------ Records for this exercise

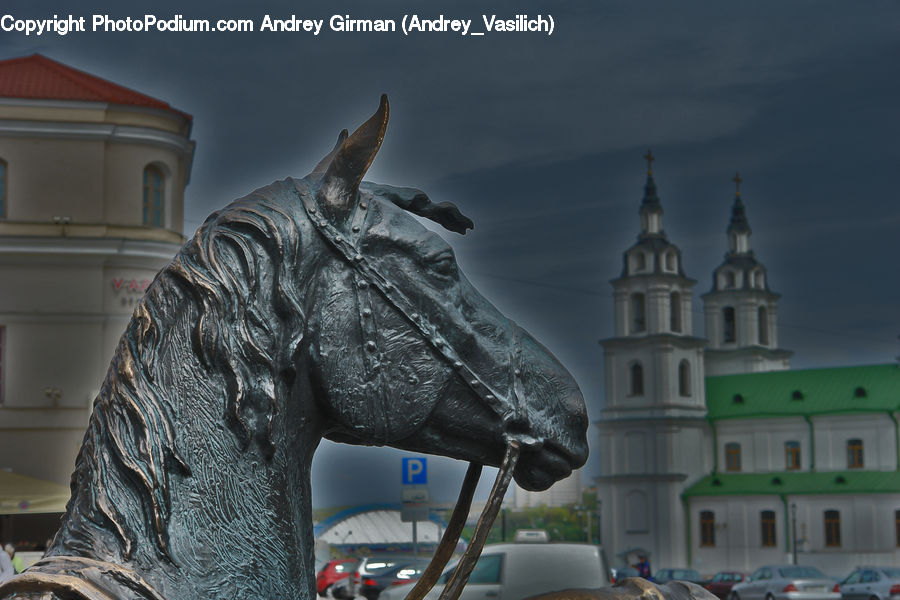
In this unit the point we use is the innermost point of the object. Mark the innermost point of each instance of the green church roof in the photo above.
(844, 390)
(792, 483)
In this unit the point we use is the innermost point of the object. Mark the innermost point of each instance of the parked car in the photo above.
(368, 567)
(786, 582)
(619, 573)
(333, 570)
(372, 585)
(521, 570)
(667, 575)
(871, 583)
(722, 582)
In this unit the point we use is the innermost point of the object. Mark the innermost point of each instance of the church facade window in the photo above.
(833, 528)
(854, 454)
(762, 321)
(636, 387)
(792, 455)
(154, 196)
(728, 325)
(732, 456)
(767, 528)
(684, 378)
(638, 313)
(675, 312)
(707, 528)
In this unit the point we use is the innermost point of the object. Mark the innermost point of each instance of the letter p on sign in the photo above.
(414, 471)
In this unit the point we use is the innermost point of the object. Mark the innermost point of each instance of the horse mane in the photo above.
(225, 285)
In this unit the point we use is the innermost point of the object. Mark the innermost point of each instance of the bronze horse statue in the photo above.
(315, 307)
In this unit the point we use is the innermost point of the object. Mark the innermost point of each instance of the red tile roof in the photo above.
(39, 77)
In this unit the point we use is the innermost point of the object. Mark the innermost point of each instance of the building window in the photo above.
(638, 313)
(762, 322)
(637, 380)
(832, 528)
(154, 196)
(639, 261)
(728, 331)
(767, 527)
(2, 360)
(792, 455)
(854, 454)
(707, 528)
(732, 456)
(3, 188)
(675, 312)
(684, 378)
(897, 526)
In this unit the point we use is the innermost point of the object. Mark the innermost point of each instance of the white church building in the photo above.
(715, 455)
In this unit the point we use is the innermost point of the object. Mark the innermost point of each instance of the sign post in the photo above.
(416, 500)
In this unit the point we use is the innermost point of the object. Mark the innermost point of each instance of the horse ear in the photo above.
(323, 164)
(340, 184)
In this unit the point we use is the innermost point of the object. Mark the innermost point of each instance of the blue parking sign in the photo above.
(415, 471)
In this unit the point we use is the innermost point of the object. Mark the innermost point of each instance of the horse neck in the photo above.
(165, 487)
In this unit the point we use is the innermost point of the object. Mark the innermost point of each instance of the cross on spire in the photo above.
(649, 158)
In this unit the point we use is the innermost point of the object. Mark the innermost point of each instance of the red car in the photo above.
(334, 570)
(720, 584)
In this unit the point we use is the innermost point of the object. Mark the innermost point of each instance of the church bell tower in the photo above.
(740, 309)
(653, 436)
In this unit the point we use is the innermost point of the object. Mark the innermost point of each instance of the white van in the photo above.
(517, 571)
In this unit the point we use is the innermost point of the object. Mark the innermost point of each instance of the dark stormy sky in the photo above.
(539, 138)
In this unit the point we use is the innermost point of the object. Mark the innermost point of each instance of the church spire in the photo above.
(651, 208)
(739, 228)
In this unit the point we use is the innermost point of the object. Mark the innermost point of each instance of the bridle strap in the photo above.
(450, 539)
(461, 574)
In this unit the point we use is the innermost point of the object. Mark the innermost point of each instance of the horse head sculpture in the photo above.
(315, 307)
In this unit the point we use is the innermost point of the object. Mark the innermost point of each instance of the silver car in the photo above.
(872, 583)
(786, 582)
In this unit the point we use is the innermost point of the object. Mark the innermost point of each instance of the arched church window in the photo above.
(3, 187)
(732, 456)
(762, 322)
(675, 312)
(636, 520)
(638, 313)
(638, 261)
(684, 378)
(154, 196)
(728, 325)
(854, 454)
(637, 380)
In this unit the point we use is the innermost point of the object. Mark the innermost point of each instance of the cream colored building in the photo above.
(92, 179)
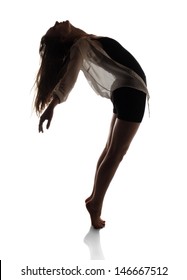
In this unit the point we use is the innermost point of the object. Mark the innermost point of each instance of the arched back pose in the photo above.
(113, 73)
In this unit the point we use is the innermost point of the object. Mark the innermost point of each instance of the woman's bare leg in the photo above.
(102, 156)
(122, 135)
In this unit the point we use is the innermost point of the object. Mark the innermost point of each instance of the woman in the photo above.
(113, 73)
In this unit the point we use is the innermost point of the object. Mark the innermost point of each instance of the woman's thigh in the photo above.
(129, 104)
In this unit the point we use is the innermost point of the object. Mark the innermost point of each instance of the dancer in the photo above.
(113, 73)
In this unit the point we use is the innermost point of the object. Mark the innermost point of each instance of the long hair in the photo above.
(54, 59)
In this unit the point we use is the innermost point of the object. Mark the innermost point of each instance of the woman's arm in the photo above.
(63, 88)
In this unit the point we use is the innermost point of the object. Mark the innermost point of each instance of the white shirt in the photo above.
(102, 73)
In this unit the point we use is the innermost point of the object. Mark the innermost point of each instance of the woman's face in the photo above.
(60, 29)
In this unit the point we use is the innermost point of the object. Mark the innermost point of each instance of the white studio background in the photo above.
(46, 177)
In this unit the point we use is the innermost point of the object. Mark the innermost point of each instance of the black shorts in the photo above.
(129, 104)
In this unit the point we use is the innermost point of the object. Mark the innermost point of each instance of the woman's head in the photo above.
(54, 50)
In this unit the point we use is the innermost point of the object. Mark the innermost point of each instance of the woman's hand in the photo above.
(48, 114)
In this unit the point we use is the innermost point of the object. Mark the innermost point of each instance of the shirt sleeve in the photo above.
(67, 82)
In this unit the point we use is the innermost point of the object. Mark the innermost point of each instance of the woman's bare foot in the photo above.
(96, 221)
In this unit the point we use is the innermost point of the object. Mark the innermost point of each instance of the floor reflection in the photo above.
(92, 240)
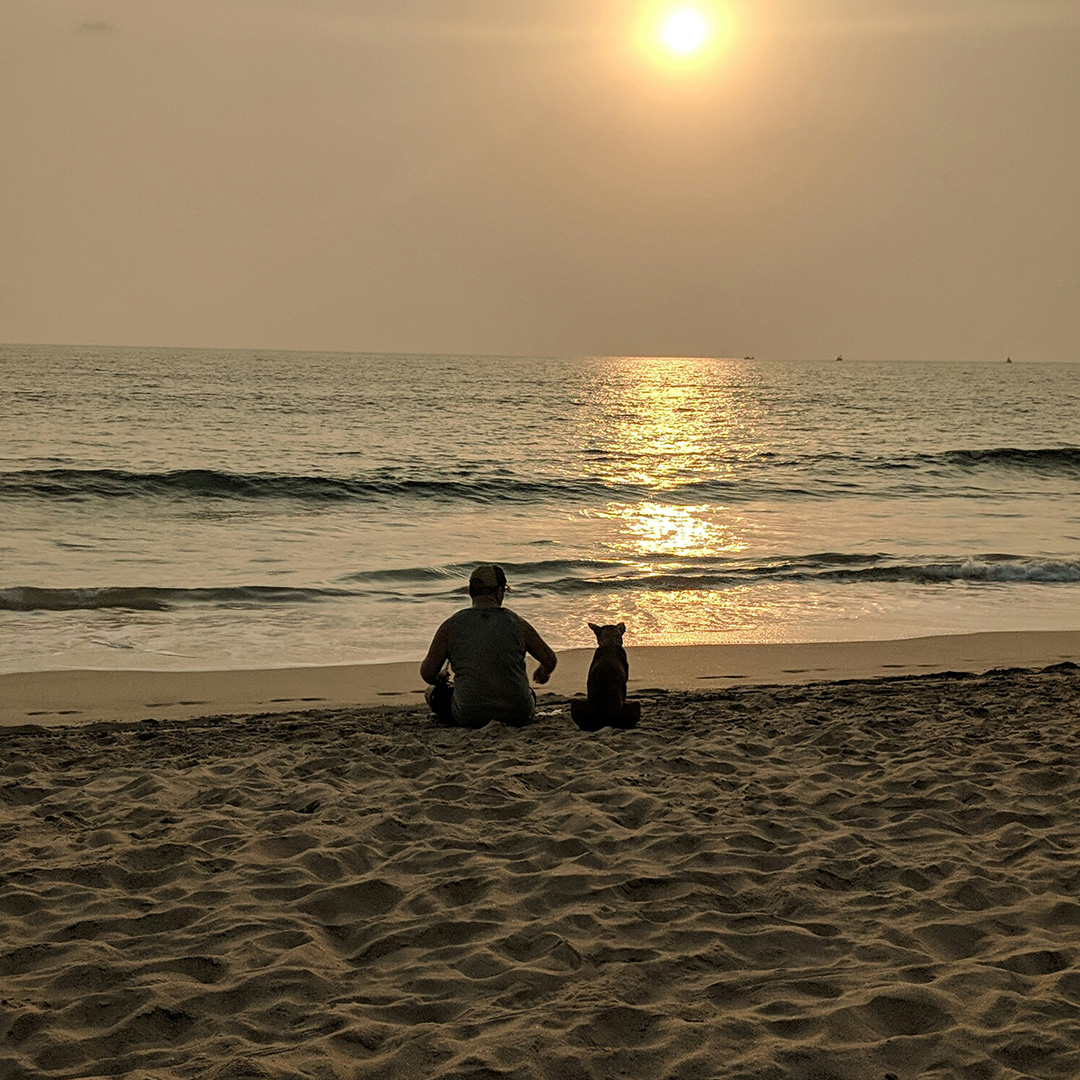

------------

> What you will do:
This calls for each record above to be set down exactly, with the images skipped.

> Output of the task:
In this unit the point we use is the innermost point of the object. Mark the innermost point of each instance of the green church roof in the photo above.
(844, 390)
(792, 483)
In this unit the point we use is the innermost point of the object. Mark the innermost point of each instance of the parked car in the photo above.
(368, 567)
(786, 582)
(619, 573)
(333, 570)
(372, 585)
(521, 570)
(667, 575)
(871, 583)
(722, 582)
In this unit the point we use is the innermost point of the object. Mark the innermost point of each instance of the church facade window in the photo above.
(833, 528)
(854, 454)
(762, 321)
(636, 387)
(792, 455)
(154, 196)
(728, 325)
(732, 456)
(767, 528)
(684, 378)
(638, 313)
(675, 312)
(707, 528)
In this unit the point we use is the innermost point of the object. Mark the innermost point of each instance of the letter p on sign in the photo above.
(414, 471)
In this unit the point we use is the innermost point of the object. Mark the innermost point of each instance of the horse mane in the photo above.
(225, 285)
In this unit the point we use is the innermost point of the object. Mark the innermost point of each instance of the bronze horse statue in the photo above.
(315, 307)
In this unit the point we use is the innermost point of the object. Mark the innermost point of each instance of the red tile roof in the photo above.
(39, 77)
In this unit the point we use is the innermost point of the object. Mark the innermost point of each instance of the building window in the photo above.
(638, 313)
(762, 322)
(637, 380)
(832, 528)
(154, 196)
(639, 261)
(728, 331)
(767, 527)
(2, 360)
(792, 455)
(854, 454)
(707, 528)
(732, 456)
(3, 188)
(675, 312)
(684, 378)
(897, 526)
In this unit the point we use is the innermost point of the object. Mark the innermost point of each instance of the white church building in the photo above.
(715, 455)
In this unit the point we use is the innermost point of the object. Mark the innermost point of each instance of the sign post in the photo above.
(416, 500)
In this unit the point we use is the innermost point of the object. Mark the innermost point of each instance of the horse ear in the photo above.
(323, 164)
(340, 184)
In this unit the point we use is the innermost point of the object. Mark the innermost point of each instance of the blue parking sign in the photo above.
(415, 471)
In this unit the point we use is the innermost point of the object. Mark the innermost point of each instance of the horse neck in the photo above.
(165, 487)
In this unit the point we use is the innermost point of the object. Mark the innermost point of each instance of the cross on spire in the photo above.
(649, 158)
In this unit the point we use is the innermost point of the object. Mark the innermost point of each instance of the red car in the photo above.
(334, 570)
(720, 584)
In this unit the point we use is the innermost point of the object. Mark the innermost point of each instance of the church bell tower in the photo above.
(740, 309)
(653, 436)
In this unit the point we use is the innermost point of the object. Mark the innermost point of each instance of the white van in the photo above.
(517, 571)
In this unit the point we use is the innermost point of the object. Mark the innermost point of each instance of the dark stormy sky in the photo above.
(539, 138)
In this unit the point we use is the innermost point of the object. Mark the innermost point of each instance of the church spire in the photo above.
(651, 208)
(739, 228)
In this unit the point we use is the innermost point of the object. Mark the innermost point of each instance of the bridle strap in the photo above.
(450, 539)
(461, 574)
In this unit the point we use is the innermost point of the object. Mark the innermost point of each instance of the horse head sculpture in the photo above.
(315, 307)
In this unit the point we use is the innermost point of the object. Mark the innermost point of each instance of the silver car in the photo above.
(872, 583)
(786, 582)
In this unit the point we use is the innermost point of the object. Mark the innermost point of each instance of the arched church window in the photo above.
(3, 187)
(732, 456)
(762, 322)
(675, 312)
(636, 520)
(638, 313)
(638, 261)
(684, 378)
(154, 196)
(728, 325)
(854, 454)
(637, 380)
In this unit the point we use is the innermost point of the object. Mark the innermost point of each instance of the cream colored building in the photo above.
(92, 179)
In this unit the point we use is the innermost point of the object. Mark the innermost point of each instance of the arched back pose in the photo above.
(113, 73)
In this unit the point we use is the innermost point of the object. Mark the innermost point of each instance of the woman's bare leg in the photo above.
(102, 156)
(122, 135)
In this unit the point we use is the innermost point of the object. Mark the innermost point of each instance of the woman in the photo above.
(113, 73)
In this unit the point we use is the innermost point of the object. Mark the innermost point of each instance of the woman's thigh in the photo above.
(129, 104)
In this unit the point we use is the innermost point of the object. Mark the innermost point of each instance of the dancer in the photo above.
(113, 73)
In this unit the point we use is the innermost point of the object. Mark the innermost point of each instance of the long hair in the photo above.
(54, 59)
In this unit the point we use is the innermost point of the object. Mark the innermost point of each instance of the woman's arm in the photo above.
(63, 88)
In this unit the point we use is the innermost point of the object. Mark the innermost point of each instance of the white shirt in the photo above.
(102, 73)
In this unit the point we use is the innermost point of the object. Mark the innermost point of each instance of the woman's face in the photo above.
(60, 29)
In this unit the point we use is the innermost point of the object. Mark the innermost point of each instance of the white studio background in the photo above.
(46, 177)
In this unit the point we use is the innermost point of the object. Mark the innermost point of each instance of the black shorts in the photo above.
(129, 104)
In this unit the point we use is the innermost point of the object. Mark the innermost point of each instance of the woman's head in the photo above.
(54, 50)
In this unit the point we use is the innermost point of the object. Mark the innermost point of each instance of the woman's hand in the photo above.
(48, 114)
In this unit the point we use is the innermost point of the object. Mark the innermost point of each instance of the shirt sleeve in the photo above.
(67, 82)
In this unit the point we use is the innermost point of the object. Mark the innermost point of each instance of the woman's bare foot in the photo above.
(96, 221)
In this unit the point we use is the innermost point of the object. Mark the innermost point of each instance of the floor reflection in the photo above.
(92, 240)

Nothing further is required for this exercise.